Segment Start: SUPPLIED DATA
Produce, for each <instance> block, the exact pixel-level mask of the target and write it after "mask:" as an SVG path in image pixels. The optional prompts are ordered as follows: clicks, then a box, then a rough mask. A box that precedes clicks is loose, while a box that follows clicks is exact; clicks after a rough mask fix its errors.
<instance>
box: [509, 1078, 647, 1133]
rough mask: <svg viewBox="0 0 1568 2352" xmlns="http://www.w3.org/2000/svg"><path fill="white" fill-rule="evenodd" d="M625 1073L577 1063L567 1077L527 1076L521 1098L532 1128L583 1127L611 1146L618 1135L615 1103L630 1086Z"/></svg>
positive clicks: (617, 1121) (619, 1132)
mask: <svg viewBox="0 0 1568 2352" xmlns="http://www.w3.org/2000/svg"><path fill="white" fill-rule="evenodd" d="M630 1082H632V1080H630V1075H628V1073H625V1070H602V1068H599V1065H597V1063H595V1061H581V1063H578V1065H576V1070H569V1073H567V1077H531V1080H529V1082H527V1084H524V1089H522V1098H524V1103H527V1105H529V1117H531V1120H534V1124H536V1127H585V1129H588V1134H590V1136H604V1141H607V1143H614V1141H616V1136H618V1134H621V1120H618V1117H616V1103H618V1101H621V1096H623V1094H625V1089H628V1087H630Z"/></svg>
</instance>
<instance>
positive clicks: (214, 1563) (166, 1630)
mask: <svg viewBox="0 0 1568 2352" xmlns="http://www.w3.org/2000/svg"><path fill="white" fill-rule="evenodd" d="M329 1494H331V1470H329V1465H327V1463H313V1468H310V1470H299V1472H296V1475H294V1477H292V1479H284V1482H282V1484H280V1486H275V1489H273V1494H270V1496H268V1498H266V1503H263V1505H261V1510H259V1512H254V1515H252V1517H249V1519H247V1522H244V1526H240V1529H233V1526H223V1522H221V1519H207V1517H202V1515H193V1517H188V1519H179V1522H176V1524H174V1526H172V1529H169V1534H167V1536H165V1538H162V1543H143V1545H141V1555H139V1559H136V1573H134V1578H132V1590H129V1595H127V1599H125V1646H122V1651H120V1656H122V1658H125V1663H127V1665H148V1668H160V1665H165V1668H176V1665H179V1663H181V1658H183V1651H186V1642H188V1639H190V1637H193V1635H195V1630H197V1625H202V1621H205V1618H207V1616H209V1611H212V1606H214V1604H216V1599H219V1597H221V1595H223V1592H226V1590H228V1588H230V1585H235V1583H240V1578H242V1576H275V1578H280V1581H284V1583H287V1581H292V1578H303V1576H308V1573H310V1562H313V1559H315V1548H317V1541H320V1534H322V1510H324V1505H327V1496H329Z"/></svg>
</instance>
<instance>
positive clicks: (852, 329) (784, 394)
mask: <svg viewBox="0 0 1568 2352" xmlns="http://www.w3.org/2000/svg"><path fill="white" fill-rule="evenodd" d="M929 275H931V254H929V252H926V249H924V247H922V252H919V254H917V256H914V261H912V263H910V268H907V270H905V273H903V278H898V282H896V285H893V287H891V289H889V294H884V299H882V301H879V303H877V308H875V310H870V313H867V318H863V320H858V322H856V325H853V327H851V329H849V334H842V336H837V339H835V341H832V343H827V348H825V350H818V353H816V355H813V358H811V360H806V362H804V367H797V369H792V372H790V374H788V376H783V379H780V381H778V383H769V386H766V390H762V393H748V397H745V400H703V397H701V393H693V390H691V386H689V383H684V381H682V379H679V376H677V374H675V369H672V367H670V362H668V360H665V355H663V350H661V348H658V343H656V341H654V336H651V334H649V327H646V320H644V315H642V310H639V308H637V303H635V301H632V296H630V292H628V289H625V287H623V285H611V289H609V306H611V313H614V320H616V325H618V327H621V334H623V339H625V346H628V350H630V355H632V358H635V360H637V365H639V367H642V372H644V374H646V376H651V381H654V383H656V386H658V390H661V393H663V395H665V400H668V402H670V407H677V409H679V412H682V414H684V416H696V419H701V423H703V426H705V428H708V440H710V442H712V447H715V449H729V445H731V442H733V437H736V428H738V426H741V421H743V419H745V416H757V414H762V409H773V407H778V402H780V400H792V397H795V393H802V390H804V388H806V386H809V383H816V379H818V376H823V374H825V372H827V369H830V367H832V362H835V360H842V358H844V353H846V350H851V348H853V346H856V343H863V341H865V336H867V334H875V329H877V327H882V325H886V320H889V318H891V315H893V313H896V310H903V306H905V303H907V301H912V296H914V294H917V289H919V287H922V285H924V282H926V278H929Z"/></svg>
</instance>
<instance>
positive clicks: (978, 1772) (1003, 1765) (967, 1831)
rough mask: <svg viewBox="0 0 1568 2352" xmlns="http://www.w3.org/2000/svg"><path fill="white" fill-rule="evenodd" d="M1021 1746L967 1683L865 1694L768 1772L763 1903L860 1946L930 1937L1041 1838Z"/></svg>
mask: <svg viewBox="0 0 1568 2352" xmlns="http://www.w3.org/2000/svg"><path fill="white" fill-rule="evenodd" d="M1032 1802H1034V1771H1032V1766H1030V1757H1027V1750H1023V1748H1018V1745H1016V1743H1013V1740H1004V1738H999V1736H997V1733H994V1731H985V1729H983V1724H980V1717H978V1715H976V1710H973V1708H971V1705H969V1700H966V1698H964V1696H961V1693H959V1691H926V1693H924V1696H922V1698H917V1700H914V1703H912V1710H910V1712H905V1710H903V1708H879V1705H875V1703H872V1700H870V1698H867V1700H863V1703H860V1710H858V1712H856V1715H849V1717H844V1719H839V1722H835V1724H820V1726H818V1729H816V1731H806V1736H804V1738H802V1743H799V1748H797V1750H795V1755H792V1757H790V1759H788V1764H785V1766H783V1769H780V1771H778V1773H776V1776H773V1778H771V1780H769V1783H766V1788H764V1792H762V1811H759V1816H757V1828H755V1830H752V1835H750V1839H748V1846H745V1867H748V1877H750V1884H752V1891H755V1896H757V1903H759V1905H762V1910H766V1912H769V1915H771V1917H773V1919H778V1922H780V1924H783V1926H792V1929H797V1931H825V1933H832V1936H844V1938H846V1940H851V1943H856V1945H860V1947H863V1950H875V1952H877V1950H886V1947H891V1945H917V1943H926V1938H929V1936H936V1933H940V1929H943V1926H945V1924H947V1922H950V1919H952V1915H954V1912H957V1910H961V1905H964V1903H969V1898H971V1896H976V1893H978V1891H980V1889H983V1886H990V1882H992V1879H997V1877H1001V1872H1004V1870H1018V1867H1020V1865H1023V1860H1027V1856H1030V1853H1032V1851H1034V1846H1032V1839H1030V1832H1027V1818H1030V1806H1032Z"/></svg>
Segment End: SUPPLIED DATA
- _WORK REQUEST_
Reproduce all of the entries above verbatim, without altering any character.

- _RESULT OF THIS TASK_
Produce, for each <instance> block, the exact pixel-level mask of the target and write it after "mask:" as an SVG path in image pixels. The optional prompts are ordered as follows: clicks, then a box, then a rough mask. A box that precedes clicks is loose, while a box that follows clicks is exact; clicks after a rough mask fix its errors.
<instance>
box: [509, 1078, 647, 1133]
rough mask: <svg viewBox="0 0 1568 2352" xmlns="http://www.w3.org/2000/svg"><path fill="white" fill-rule="evenodd" d="M625 1073L577 1063L567 1077L527 1076L521 1098L532 1128L583 1127L611 1146L618 1135L615 1103L630 1086Z"/></svg>
positive clicks: (617, 1121) (619, 1132)
mask: <svg viewBox="0 0 1568 2352" xmlns="http://www.w3.org/2000/svg"><path fill="white" fill-rule="evenodd" d="M630 1082H632V1080H630V1075H628V1073H625V1070H602V1068H599V1065H597V1063H595V1061H581V1063H578V1065H576V1070H569V1073H567V1077H531V1080H529V1082H527V1084H524V1089H522V1098H524V1103H527V1105H529V1117H531V1120H534V1124H536V1127H585V1129H588V1134H590V1136H604V1141H607V1143H614V1141H616V1136H618V1134H621V1120H618V1117H616V1103H618V1101H621V1096H623V1094H625V1089H628V1087H630Z"/></svg>
</instance>
<instance>
positive clicks: (214, 1563) (166, 1630)
mask: <svg viewBox="0 0 1568 2352" xmlns="http://www.w3.org/2000/svg"><path fill="white" fill-rule="evenodd" d="M329 1494H331V1470H329V1465H327V1463H313V1468H310V1470H299V1472H296V1475H294V1477H292V1479H284V1482H282V1484H280V1486H275V1489H273V1494H270V1496H268V1498H266V1503H263V1505H261V1510H259V1512H254V1515H252V1517H249V1519H247V1522H244V1526H240V1529H233V1526H223V1522H221V1519H207V1517H202V1515H193V1517H188V1519H179V1522H176V1524H174V1526H172V1529H169V1534H167V1536H165V1538H162V1543H143V1545H141V1555H139V1559H136V1573H134V1578H132V1590H129V1595H127V1599H125V1646H122V1651H120V1656H122V1658H125V1663H127V1665H148V1668H160V1665H165V1668H176V1665H179V1663H181V1658H183V1651H186V1642H188V1639H190V1637H193V1635H195V1630H197V1625H202V1621H205V1618H207V1616H209V1611H212V1606H214V1604H216V1599H219V1597H221V1595H223V1592H226V1590H228V1588H230V1585H235V1583H240V1578H242V1576H275V1578H280V1581H284V1583H287V1581H292V1578H303V1576H308V1573H310V1562H313V1559H315V1548H317V1541H320V1534H322V1510H324V1505H327V1496H329Z"/></svg>
</instance>
<instance>
positive clicks: (852, 329) (784, 394)
mask: <svg viewBox="0 0 1568 2352" xmlns="http://www.w3.org/2000/svg"><path fill="white" fill-rule="evenodd" d="M929 275H931V254H929V252H926V249H924V247H922V252H919V254H917V256H914V261H912V263H910V268H907V270H905V273H903V278H898V282H896V285H893V287H891V289H889V294H884V299H882V301H879V303H877V308H875V310H870V313H867V318H863V320H858V322H856V325H853V327H851V329H849V334H842V336H837V339H835V341H832V343H827V348H825V350H818V353H816V355H813V358H811V360H806V362H804V367H797V369H792V372H790V374H788V376H783V379H780V381H778V383H769V386H766V390H762V393H748V397H745V400H703V397H701V393H693V390H691V386H689V383H684V381H682V379H679V376H677V374H675V369H672V367H670V362H668V360H665V355H663V350H661V348H658V343H656V341H654V336H651V334H649V327H646V320H644V315H642V310H639V308H637V303H635V301H632V296H630V292H628V289H625V287H623V285H611V289H609V306H611V313H614V320H616V325H618V327H621V334H623V339H625V346H628V350H630V355H632V358H635V360H637V365H639V367H642V372H644V374H646V376H651V381H654V383H656V386H658V390H661V393H663V395H665V400H668V402H670V407H677V409H679V412H682V414H684V416H696V419H701V423H703V426H705V428H708V440H710V442H712V447H715V449H729V445H731V442H733V437H736V428H738V426H741V421H743V419H745V416H757V414H762V409H773V407H778V402H780V400H792V397H795V393H802V390H804V388H806V386H809V383H816V379H818V376H823V374H825V372H827V369H830V367H832V362H835V360H842V358H844V353H846V350H851V348H853V346H856V343H863V341H865V336H867V334H875V329H877V327H882V325H886V320H889V318H891V315H893V313H896V310H903V306H905V303H907V301H912V296H914V294H917V289H919V287H922V285H924V282H926V278H929Z"/></svg>
</instance>
<instance>
positive clicks: (978, 1772) (1003, 1765) (967, 1831)
rough mask: <svg viewBox="0 0 1568 2352" xmlns="http://www.w3.org/2000/svg"><path fill="white" fill-rule="evenodd" d="M1021 1746L967 1683L865 1694L768 1772L763 1903L860 1946L930 1937L1041 1838Z"/></svg>
mask: <svg viewBox="0 0 1568 2352" xmlns="http://www.w3.org/2000/svg"><path fill="white" fill-rule="evenodd" d="M1032 1802H1034V1771H1032V1766H1030V1757H1027V1750H1023V1748H1018V1745H1016V1743H1013V1740H1004V1738H999V1736H997V1733H994V1731H985V1729H983V1724H980V1717H978V1715H976V1710H973V1708H971V1705H969V1700H966V1698H964V1696H961V1693H959V1691H926V1693H924V1696H922V1698H917V1700H914V1703H912V1710H910V1712H905V1710H903V1708H879V1705H875V1703H872V1700H870V1698H867V1700H863V1703H860V1710H858V1712H856V1715H849V1717H844V1719H839V1722H835V1724H820V1726H818V1729H816V1731H806V1736H804V1738H802V1743H799V1748H797V1750H795V1755H792V1757H790V1759H788V1764H785V1766H783V1769H780V1771H778V1773H776V1776H773V1778H771V1780H769V1783H766V1788H764V1792H762V1811H759V1816H757V1828H755V1830H752V1835H750V1839H748V1846H745V1867H748V1877H750V1884H752V1891H755V1896H757V1903H759V1905H762V1910H766V1912H769V1915H771V1917H773V1919H778V1922H780V1924H783V1926H792V1929H797V1931H825V1933H832V1936H844V1938H846V1940H851V1943H856V1945H860V1947H863V1950H875V1952H877V1950H886V1947H891V1945H917V1943H926V1938H929V1936H936V1933H940V1929H943V1926H945V1924H947V1922H950V1919H952V1915H954V1912H957V1910H961V1905H964V1903H969V1898H971V1896H976V1893H978V1891H980V1889H983V1886H990V1882H992V1879H997V1877H1001V1872H1004V1870H1018V1867H1020V1865H1023V1860H1027V1856H1030V1853H1032V1851H1034V1846H1032V1839H1030V1832H1027V1818H1030V1806H1032Z"/></svg>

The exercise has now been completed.